Teks untuk Analisis:
Pernah
suatu ketika, seorang sahabat yang tidak kurang sebagai saudara, mengomentari
tulisan di kertas-kertas origami yang tertempel di dinding kamar. Origami itu bertuliskan
harapan-harapan di masa depan. “wah, indah sekali ya harapannya”, komentarnya.
Iya, indah. Namanya juga harapan.
Menjadi
pembelajar yang tiada henti, sebaik-baik putri bagi orang tua, wanita yang
mencukupkan bagi suami, ibu yang cerdas bagi putra-putri, dan manusia yang
bermanfaat bagi semesta. Itulah harapan-harapan saya di masa itu.
Tapi
harapan hanyalah harapan. Diri yang sering lemah, kadang ingin berhenti mengejar
harapan-harapan itu, dan menjalani semuanya seperti air yang mengalir saja.

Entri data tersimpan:
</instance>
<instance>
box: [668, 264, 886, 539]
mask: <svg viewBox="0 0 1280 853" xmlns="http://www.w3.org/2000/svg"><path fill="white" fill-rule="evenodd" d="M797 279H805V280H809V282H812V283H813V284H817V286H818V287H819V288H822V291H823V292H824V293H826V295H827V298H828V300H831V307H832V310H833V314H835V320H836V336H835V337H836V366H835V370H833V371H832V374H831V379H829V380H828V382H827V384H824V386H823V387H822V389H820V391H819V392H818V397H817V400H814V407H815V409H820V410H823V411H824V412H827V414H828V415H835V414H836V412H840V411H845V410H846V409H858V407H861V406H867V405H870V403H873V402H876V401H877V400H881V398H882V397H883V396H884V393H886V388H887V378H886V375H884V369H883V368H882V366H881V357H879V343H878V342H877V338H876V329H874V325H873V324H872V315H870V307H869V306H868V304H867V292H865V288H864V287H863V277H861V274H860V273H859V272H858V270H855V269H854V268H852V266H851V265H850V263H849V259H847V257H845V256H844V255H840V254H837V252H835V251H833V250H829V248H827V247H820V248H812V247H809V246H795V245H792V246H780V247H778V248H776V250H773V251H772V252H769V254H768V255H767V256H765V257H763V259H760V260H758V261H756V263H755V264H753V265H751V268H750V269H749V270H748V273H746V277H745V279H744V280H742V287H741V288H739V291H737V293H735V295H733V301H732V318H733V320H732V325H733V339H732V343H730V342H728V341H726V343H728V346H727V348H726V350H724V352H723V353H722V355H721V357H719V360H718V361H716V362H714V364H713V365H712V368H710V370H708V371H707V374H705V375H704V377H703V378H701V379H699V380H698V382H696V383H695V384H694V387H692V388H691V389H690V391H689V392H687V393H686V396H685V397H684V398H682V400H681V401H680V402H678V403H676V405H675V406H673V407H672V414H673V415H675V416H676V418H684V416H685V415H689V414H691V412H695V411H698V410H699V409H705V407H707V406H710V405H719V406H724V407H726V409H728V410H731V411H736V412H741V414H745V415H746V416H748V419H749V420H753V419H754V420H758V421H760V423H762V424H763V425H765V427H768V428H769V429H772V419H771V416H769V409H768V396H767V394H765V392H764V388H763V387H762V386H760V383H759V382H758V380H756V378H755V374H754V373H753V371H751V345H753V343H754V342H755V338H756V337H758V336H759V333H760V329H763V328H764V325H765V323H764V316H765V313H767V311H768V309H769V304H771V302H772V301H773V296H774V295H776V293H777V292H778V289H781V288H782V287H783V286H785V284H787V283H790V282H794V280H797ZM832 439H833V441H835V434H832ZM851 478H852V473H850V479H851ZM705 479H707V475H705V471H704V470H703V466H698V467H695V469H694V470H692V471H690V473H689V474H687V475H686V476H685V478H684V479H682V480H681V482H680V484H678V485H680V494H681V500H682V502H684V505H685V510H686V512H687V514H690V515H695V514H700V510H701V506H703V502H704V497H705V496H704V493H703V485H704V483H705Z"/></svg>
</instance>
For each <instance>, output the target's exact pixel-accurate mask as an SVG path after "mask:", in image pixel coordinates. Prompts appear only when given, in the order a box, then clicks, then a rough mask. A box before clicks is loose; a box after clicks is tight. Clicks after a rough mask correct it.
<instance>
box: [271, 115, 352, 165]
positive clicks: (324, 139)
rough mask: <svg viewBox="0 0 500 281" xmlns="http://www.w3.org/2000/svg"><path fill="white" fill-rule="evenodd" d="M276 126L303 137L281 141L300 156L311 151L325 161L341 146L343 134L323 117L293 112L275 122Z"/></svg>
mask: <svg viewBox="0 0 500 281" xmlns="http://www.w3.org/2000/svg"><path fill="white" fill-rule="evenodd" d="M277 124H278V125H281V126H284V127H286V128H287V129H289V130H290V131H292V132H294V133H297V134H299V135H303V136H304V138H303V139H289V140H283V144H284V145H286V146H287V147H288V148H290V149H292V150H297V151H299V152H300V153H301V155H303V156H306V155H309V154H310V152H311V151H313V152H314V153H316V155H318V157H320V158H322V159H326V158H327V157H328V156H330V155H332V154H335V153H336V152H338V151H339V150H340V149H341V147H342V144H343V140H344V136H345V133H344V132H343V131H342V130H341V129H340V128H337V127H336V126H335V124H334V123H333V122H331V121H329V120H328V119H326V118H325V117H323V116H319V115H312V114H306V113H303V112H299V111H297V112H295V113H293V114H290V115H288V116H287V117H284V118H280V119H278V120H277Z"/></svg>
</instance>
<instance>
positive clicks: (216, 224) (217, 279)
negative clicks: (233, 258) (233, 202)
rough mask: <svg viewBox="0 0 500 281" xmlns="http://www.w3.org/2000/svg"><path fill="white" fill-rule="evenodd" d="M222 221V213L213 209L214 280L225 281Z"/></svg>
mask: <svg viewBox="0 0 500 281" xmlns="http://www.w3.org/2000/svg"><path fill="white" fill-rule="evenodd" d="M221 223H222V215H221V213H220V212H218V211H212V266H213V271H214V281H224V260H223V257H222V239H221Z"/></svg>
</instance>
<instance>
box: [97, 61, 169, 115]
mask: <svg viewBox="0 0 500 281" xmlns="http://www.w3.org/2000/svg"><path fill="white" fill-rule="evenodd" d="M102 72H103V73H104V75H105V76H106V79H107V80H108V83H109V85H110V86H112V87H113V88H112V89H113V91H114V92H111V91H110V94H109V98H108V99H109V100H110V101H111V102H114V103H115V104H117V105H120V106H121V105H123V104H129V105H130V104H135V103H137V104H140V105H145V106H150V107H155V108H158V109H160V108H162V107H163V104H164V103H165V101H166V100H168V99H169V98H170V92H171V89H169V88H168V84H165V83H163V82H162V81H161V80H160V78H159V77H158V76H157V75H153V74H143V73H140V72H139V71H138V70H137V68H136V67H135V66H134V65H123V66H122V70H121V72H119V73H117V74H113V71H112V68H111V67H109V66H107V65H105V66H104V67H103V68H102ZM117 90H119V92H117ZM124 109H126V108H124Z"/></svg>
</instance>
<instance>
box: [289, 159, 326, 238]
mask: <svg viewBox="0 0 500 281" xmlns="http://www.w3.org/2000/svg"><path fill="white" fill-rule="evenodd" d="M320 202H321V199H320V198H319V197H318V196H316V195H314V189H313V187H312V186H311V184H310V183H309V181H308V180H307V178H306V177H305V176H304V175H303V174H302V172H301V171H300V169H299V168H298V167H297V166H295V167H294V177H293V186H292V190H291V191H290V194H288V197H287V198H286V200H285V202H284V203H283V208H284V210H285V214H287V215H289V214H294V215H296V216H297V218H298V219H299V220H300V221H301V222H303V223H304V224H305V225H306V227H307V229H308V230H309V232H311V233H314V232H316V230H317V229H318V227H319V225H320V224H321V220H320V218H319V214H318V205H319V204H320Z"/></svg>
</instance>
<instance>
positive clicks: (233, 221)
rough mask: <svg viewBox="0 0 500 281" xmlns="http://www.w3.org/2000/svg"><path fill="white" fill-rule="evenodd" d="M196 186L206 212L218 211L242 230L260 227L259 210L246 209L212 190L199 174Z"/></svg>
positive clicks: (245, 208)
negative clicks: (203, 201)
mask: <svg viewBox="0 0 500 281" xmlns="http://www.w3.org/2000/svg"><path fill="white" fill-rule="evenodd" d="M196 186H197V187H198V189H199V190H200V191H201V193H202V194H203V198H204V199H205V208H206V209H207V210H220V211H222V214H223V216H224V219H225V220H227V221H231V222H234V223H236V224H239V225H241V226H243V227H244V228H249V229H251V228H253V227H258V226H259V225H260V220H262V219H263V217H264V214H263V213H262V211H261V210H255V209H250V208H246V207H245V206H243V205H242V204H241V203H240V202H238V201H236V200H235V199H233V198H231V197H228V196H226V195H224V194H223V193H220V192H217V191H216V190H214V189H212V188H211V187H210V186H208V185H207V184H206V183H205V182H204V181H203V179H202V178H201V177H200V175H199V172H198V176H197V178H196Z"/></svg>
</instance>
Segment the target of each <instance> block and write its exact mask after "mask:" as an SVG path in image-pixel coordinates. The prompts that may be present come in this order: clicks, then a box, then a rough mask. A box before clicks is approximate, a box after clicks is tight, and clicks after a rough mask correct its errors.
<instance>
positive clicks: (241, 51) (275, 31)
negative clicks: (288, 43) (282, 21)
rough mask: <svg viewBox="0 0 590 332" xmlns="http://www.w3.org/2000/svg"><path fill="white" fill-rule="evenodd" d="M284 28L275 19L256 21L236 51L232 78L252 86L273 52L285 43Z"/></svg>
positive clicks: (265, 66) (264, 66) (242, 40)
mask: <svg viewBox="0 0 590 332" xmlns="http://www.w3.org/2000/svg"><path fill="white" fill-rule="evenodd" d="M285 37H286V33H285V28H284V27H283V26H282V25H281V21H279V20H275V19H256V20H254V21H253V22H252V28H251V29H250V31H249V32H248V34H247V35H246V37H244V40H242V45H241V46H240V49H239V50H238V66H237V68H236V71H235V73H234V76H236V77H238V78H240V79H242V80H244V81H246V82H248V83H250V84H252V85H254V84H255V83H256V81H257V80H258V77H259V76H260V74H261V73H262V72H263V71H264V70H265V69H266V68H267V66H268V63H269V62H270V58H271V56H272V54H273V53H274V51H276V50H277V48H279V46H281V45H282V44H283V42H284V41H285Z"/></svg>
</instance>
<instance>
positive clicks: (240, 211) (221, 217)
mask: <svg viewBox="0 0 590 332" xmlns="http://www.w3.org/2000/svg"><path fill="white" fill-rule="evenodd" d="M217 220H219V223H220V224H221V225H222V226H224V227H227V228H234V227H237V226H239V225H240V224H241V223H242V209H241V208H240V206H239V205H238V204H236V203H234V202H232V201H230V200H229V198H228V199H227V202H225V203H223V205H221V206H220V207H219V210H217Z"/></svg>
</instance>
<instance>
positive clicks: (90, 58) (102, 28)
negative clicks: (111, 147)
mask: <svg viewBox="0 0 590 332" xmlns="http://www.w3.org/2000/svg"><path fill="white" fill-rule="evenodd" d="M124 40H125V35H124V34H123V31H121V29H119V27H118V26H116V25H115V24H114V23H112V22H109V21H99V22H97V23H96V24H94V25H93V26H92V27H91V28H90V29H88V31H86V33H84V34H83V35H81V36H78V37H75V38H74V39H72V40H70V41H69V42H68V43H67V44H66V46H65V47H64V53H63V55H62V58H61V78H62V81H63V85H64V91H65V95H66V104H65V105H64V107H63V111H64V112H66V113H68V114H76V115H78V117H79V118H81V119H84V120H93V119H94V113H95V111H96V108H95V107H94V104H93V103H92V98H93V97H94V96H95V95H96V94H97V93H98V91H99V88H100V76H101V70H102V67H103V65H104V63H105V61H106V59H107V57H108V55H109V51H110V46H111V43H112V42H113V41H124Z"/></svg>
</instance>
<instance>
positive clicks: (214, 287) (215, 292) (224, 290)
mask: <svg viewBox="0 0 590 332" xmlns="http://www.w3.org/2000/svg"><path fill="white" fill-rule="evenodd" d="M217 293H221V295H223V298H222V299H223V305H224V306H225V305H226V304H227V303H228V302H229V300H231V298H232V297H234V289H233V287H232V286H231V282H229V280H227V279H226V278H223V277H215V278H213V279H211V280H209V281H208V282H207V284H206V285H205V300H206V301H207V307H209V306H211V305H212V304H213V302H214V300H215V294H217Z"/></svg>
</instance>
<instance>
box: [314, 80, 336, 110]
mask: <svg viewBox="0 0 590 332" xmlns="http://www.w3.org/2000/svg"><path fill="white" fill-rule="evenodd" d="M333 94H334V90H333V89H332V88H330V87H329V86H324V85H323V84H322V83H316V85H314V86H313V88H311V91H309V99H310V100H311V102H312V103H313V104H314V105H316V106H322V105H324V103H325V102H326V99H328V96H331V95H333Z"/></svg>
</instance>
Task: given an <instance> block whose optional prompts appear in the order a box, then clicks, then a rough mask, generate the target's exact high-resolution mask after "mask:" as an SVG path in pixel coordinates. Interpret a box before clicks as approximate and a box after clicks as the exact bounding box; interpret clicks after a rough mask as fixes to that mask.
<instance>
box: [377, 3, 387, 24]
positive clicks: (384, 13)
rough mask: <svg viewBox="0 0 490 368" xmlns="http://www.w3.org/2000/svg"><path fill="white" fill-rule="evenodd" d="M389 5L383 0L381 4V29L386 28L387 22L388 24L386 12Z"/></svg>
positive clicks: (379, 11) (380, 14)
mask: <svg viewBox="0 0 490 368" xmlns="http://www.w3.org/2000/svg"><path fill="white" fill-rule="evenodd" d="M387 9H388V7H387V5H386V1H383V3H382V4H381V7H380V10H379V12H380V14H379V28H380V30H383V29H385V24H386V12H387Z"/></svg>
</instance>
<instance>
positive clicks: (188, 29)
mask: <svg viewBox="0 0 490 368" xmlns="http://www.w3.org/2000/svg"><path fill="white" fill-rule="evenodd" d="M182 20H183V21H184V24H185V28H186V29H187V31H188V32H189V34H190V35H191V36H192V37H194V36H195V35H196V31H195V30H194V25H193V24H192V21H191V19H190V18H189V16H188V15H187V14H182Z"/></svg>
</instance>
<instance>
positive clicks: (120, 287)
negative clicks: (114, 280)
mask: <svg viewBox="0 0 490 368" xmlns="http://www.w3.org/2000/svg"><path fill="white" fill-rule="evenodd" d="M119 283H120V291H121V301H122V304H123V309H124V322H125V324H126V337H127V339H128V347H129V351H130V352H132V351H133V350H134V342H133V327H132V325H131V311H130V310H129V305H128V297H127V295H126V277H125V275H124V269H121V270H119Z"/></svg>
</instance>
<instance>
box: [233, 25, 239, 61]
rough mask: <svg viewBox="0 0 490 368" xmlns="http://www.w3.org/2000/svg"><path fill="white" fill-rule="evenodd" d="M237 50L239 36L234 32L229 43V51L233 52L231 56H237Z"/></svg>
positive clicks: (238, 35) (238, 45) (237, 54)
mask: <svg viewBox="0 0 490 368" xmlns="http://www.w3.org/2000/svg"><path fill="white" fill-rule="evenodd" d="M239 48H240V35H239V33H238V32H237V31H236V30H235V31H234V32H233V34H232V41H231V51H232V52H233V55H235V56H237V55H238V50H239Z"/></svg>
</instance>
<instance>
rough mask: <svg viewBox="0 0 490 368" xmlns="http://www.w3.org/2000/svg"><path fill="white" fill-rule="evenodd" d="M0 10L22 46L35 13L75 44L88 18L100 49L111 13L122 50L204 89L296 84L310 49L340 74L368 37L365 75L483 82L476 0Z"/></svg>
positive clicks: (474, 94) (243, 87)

Tugas Kerja 1:
Ubahlah "semesta" menjadi "dunia" pada bagian teks tentang harapan yang diawali kata-kata yang memuat "Iya, indah. Namanya" dan diakhiri "di masa itu.", lalu tuliskan kembali bagian tersebut.
Tugas Kerja 2:
Terjemahkan kalimat "Itulah harapan-harapan saya di masa itu." dari teks tentang harapan ke dalam bahasa Inggris.
Tugas Kerja 3:
Lanjutkan teks tentang harapan mulai dari kalimat terakhir yang tercantum.

Jawaban Tugas 1:
Iya, indah. Namanya juga harapan.
Menjadi
pembelajar yang tiada henti, sebaik-baik putri bagi orang tua, wanita yang
mencukupkan bagi suami, ibu yang cerdas bagi putra-putri, dan manusia yang
bermanfaat bagi dunia. Itulah harapan-harapan saya di masa itu.

Jawaban Tugas 2:
Those were my hopes at that time.

Jawaban Tugas 3:
Tapi kemudian, bacaan-bacaan silih berganti dibuka. Pedoman-pedoman tidak
lelah-lelah dipelajari. Ruang belajar tiada henti didatangi. Hingga akhirnya membuat
diri paham bahwa berat dan banyaknya perjuangan, selalu beriring dengan
indahnya jiwa yang akan dihasilkan. Bersamaan dengan itu, manisnya iman mungkin
akan semakin menguatkan. Sebab “berlelah-lelahlah,
indahnya hidup lelah setelah berjuang” (Imam Syafi’ie).
Kali
ini, tulisan ini adalah tentang harapan untuk menjadi sebaik-baik putri yang
sedang dijalani dan diusahakan. Naik turun semangat untuk mencapainya. Kadang
mencapai titik terlemahnya, kadang menggebu di titik tertingginya.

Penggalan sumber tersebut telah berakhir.